*Listed entries*
..............................

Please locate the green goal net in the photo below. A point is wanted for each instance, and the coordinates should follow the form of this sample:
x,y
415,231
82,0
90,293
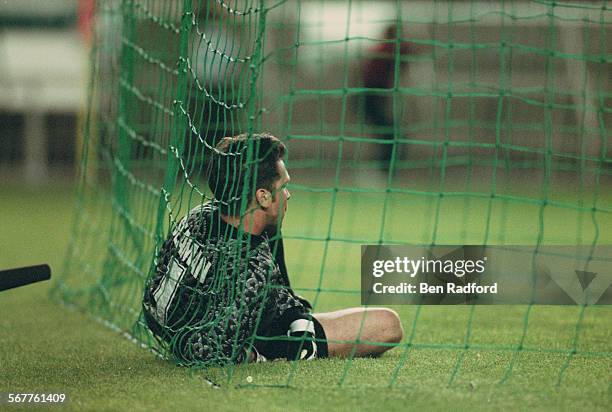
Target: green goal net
x,y
406,122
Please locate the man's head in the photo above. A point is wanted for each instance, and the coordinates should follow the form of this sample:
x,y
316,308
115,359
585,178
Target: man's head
x,y
264,176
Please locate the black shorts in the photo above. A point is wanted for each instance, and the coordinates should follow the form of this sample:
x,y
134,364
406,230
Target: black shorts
x,y
277,349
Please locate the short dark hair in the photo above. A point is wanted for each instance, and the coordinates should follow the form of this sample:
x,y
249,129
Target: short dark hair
x,y
229,166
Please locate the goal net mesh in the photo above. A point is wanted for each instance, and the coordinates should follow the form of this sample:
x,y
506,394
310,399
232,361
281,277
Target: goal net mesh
x,y
406,122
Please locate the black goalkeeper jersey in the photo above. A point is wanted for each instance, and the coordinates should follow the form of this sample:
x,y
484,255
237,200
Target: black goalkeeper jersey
x,y
215,287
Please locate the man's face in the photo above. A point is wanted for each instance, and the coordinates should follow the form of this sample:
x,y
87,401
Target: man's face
x,y
280,196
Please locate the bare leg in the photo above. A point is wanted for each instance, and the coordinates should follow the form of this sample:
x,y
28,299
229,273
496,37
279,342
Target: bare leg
x,y
342,329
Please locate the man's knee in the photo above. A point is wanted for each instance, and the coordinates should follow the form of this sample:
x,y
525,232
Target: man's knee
x,y
391,326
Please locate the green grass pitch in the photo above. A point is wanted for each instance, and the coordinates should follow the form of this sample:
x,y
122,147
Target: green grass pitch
x,y
48,347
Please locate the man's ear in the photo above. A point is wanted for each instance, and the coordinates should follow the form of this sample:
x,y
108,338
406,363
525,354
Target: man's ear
x,y
264,198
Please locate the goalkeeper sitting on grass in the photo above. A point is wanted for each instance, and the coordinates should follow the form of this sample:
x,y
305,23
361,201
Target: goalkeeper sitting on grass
x,y
220,292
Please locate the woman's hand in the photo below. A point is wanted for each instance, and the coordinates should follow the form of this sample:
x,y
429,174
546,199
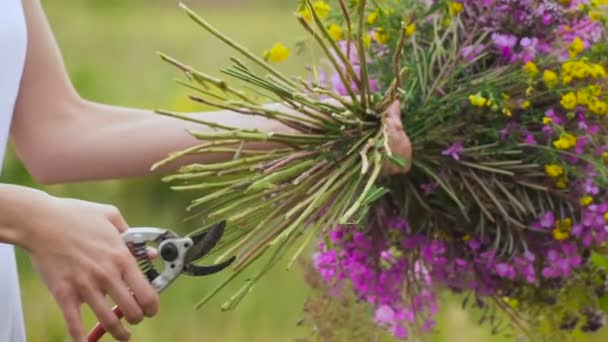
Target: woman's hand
x,y
399,142
77,248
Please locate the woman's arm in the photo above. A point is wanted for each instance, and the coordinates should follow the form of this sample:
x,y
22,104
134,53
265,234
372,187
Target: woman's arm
x,y
61,137
77,249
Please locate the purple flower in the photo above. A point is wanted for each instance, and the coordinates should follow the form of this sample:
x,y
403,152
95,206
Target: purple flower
x,y
470,52
547,220
505,271
590,187
530,139
454,151
385,315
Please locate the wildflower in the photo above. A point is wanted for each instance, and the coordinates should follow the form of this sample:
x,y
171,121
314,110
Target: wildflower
x,y
278,53
554,170
596,15
305,13
586,200
550,78
582,97
410,30
454,151
562,229
576,47
381,36
565,142
470,52
505,271
367,40
512,302
478,100
372,18
531,69
568,101
455,8
335,31
595,90
597,71
598,107
530,139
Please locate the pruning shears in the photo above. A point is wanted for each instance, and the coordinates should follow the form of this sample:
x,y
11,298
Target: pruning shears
x,y
177,254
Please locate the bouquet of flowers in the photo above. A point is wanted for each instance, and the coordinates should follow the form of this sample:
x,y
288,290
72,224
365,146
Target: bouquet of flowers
x,y
505,202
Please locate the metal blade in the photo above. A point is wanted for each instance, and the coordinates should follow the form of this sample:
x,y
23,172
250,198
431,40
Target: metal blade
x,y
195,270
204,242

..............................

Count the lines in the preceding entries that contain the string "below", and state only the resulting number.

*Task output*
2